• EXTRACT TO READ

☆ ☆ ☆

Oli Scarff/AFP/Getty Images

If there’s a dominant narrative in the story of the Brexit referendum, it’s the anger and disenchantment of working-class voters, who largely backed the “Leave” campaign and by extension its most vocal advocate, Nigel Farage, leader of the U.K. Independence Party. UKIP is Euroskeptic and anti-immigration, a party that caters to racism and xenophobia, especially in the face of rapid and rising immigration to the United Kingdom. Immigration has altered the social fabric of the country at the same time that globalization, austerity, and financial capitalism have undermined the industries and institutions of working-class life.

Farage speaks the language of the anxious to Britons who feel threatened and dislocated. And immigrants are his chief target. It’s why, for instance, he warned that Muslim migrants were a potential “fifth column” that threatened British society. “There is an especial problem with some of the people who’ve come here and who are of the Muslim religion who don’t want to become part of our culture,” he said in a 2015 interview. “People do see a fifth column living within our country, who hate us and want to kill us.”

All of this carried over to the “Leave” campaign. In the course of his advocacy, Farage warned Britons that continued European integration would bring waves of Turkish immigrants and Syrian migrants. He claimed that the EU had all but stolen from British workers by channeling to the continent funds that could be used to fix the National Health Service. Last week, he unveiled a poster that echoed the racist imagery of fascist propaganda, with its specter of a Britain overtaken by impoverished, brown-skinned refugees. And actual British voters identified the “Leave” campaign with efforts to stop or curtail immigration to the United Kingdom. The results—a win for “Leave” and for Farage—speak for themselves. “This will be a victory for real, decent people,” Farage said when it was clear his side would carry the day in the referendum. In the final result, the oldest Britons—those most dismayed by the economic and social changes in British society—backed “Leave.” The youngest rejected it.

☆ ☆ ☆

• SUPPLIED DATA
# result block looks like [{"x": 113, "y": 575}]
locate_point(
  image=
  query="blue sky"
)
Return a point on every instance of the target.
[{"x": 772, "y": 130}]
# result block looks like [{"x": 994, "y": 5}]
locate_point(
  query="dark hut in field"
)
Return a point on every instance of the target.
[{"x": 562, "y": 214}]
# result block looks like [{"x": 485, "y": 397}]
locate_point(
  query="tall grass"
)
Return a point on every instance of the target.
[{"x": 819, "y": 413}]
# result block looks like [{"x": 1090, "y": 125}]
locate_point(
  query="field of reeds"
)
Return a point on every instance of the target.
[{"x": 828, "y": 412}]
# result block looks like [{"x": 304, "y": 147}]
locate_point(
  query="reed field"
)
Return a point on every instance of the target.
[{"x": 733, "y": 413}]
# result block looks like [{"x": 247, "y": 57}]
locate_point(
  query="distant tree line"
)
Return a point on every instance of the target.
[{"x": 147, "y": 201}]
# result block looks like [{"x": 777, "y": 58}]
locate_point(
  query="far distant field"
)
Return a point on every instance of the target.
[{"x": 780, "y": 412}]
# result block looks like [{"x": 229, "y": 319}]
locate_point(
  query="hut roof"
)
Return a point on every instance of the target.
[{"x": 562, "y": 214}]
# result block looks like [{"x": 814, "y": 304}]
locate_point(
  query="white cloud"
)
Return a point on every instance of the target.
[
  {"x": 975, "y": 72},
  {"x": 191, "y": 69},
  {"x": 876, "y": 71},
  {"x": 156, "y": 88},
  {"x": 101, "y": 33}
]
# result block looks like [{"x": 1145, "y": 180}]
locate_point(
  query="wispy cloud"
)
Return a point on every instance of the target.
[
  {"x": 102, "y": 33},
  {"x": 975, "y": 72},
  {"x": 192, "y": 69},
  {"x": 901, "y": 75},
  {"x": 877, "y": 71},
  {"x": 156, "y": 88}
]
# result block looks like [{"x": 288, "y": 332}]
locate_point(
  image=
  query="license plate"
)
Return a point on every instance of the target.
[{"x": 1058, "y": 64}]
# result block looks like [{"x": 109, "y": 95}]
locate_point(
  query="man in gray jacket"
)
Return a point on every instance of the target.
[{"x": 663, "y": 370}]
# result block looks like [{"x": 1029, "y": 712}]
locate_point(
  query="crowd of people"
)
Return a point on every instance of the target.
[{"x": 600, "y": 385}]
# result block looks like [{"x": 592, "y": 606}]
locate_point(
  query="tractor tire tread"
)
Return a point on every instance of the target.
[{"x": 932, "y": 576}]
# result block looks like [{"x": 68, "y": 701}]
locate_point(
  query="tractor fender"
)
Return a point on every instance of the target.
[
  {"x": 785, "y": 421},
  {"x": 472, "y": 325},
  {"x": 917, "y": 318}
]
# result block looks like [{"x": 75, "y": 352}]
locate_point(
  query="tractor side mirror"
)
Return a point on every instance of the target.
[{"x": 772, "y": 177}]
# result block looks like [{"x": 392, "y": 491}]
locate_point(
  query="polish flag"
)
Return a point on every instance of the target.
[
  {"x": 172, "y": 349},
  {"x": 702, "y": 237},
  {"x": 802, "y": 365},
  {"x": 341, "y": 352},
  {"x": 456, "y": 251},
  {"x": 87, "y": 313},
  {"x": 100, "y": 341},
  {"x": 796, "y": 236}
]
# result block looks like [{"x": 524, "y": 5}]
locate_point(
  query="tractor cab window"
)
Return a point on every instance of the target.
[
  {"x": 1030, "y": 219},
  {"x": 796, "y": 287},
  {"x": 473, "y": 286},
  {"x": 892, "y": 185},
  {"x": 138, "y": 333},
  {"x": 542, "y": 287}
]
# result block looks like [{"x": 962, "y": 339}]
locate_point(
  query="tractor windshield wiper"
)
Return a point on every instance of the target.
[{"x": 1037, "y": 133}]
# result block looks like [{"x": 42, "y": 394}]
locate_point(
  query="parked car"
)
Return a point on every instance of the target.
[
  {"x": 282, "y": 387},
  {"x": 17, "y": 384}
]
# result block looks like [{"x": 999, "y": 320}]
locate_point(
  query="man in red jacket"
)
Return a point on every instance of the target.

☆ ☆ ☆

• TASK BRIEF
Reproduce word for word the portion of the Brexit passage starting with "Oli Scarff/AFP/Getty Images" and going on through "of working-class life.". Rely only on the Brexit passage above.

• WRITTEN RESPONSE
Oli Scarff/AFP/Getty Images

If there’s a dominant narrative in the story of the Brexit referendum, it’s the anger and disenchantment of working-class voters, who largely backed the “Leave” campaign and by extension its most vocal advocate, Nigel Farage, leader of the U.K. Independence Party. UKIP is Euroskeptic and anti-immigration, a party that caters to racism and xenophobia, especially in the face of rapid and rising immigration to the United Kingdom. Immigration has altered the social fabric of the country at the same time that globalization, austerity, and financial capitalism have undermined the industries and institutions of working-class life.